### What you will do
Could you transcribe the passage of the animal-free antibodies post below, starting at "Animal-free Antibodies" and ending at "our mammalian buddies."?

### Supplied text
__________________________________________________

24 May 2012

Animal-free Antibodies

I just found this unpublished post in my list.  I wrote it three years ago, but I hope it tides you over for my next post.
Antibody IgG2
Structure of an IgG2 antibody
Working in biology, especially biochemistry, one invariably has to run Western blots and/or immunoprecipitation. If these pan out, you might do an ELISA (or Enzyme-Linked Immunosorbent Assay if you never wrote it out). What all these depend on are antibodies. Something that still takes injecting a rabbit (or goat, or mouse) with something acting as the antigen, bleeding the rabbit a few times, and then eventually killing it. Not a very happy method for our mammalian buddies.

And it's often not a very effective method. You have to have many different rabbits to get one somewhat decent antibody. And even if you do eventually end up with a monoclonal antibody, it still isn't that reliable, as the existence of a antibody validation site like AntibodypediA shows.

Work is being undertaken to change both the unreliability and the animal welfare impact of antibodies. An article I read recently shows that while this research is still in early stages, it is getting results. The researchers vary a protein sequence using a computer database, and then select for binding efficiency with a column. The proteins are presented on a phage, which being a biological system can add to genetic variation on its own and thus improve selection.

It also reminded me of work being done with antivenoms (or antivenins depending on which flavor of English you speak). Currently antivenoms are obtained by raising poisonous animals, be they snakes, anthropods, or whatever. A dangerous occupation, as I saw first (severely scarred) hand on a recent trip to the สถานเสาวภา Queen Saovabha Memorial Institute snake farm. The venom is diluted and injected into large animals. In Thailand they mentioned using elephants, but outside of the tropics horses are often used, and more recently, sheep. The antivenom is basically an antibody to the venom.

__________________________________________________

### Data excerpts
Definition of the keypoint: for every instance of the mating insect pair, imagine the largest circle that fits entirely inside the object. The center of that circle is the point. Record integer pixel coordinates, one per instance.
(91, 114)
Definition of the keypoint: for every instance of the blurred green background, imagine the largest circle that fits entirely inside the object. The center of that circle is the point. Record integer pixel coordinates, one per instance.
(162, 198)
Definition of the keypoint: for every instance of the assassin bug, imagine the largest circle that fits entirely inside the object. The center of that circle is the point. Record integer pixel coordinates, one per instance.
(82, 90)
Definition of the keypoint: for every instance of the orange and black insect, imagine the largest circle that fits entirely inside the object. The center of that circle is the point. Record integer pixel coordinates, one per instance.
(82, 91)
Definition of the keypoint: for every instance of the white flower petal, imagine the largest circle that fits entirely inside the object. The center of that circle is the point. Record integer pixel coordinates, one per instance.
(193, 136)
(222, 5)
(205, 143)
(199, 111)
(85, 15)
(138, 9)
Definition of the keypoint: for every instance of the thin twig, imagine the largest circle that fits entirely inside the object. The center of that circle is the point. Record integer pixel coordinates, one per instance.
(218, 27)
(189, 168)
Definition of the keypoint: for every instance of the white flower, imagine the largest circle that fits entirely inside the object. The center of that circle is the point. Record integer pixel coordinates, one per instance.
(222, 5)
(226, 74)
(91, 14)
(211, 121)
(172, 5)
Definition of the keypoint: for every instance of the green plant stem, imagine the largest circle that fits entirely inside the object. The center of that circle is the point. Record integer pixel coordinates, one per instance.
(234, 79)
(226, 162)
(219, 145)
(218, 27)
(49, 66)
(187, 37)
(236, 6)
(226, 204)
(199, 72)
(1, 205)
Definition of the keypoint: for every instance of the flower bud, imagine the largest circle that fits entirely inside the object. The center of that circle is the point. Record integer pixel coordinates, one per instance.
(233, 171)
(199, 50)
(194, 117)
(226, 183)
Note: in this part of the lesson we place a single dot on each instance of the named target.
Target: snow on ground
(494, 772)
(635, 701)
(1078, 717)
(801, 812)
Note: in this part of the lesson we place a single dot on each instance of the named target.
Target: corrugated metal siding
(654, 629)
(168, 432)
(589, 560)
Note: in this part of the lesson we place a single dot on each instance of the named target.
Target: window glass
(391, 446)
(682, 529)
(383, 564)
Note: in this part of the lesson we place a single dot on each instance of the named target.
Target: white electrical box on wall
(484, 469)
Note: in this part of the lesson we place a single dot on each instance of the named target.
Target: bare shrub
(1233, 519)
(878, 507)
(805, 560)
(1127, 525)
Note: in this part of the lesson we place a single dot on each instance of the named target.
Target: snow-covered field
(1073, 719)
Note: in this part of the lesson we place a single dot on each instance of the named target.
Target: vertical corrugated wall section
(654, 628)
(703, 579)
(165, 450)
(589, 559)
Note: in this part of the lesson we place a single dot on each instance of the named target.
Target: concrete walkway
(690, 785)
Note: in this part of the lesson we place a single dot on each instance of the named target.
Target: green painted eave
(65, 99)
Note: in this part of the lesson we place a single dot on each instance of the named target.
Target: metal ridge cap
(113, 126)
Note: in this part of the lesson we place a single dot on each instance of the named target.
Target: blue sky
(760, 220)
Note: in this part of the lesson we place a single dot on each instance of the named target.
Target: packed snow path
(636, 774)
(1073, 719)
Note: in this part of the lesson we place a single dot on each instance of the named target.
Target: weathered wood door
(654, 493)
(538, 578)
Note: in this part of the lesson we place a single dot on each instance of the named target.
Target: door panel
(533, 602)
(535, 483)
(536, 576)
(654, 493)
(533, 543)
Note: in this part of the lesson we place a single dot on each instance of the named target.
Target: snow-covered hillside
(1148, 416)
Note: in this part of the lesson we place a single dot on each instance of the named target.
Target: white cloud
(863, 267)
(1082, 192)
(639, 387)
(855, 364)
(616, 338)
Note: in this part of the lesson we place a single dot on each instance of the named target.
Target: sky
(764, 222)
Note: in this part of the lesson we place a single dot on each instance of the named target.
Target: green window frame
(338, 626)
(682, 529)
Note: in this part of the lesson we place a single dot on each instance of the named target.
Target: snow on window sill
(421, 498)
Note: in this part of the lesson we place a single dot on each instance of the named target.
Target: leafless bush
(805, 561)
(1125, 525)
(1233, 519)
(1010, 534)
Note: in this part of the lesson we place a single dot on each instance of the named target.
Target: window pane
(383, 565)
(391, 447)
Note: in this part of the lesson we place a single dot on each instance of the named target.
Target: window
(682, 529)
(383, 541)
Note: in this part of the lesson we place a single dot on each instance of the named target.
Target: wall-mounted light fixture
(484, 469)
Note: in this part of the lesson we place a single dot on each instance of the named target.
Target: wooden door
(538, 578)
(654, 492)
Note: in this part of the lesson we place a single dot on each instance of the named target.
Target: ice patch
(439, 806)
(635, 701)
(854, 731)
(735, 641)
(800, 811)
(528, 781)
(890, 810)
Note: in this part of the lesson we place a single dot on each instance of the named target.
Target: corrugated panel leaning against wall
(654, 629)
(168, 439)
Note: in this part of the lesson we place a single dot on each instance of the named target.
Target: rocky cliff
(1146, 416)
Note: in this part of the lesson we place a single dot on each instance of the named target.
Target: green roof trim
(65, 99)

__________________________________________________

### Answer section
Animal-free Antibodies

I just found this unpublished post in my list.  I wrote it three years ago, but I hope it tides you over for my next post.
Antibody IgG2
Structure of an IgG2 antibody
Working in biology, especially biochemistry, one invariably has to run Western blots and/or immunoprecipitation. If these pan out, you might do an ELISA (or Enzyme-Linked Immunosorbent Assay if you never wrote it out). What all these depend on are antibodies. Something that still takes injecting a rabbit (or goat, or mouse) with something acting as the antigen, bleeding the rabbit a few times, and then eventually killing it. Not a very happy method for our mammalian buddies.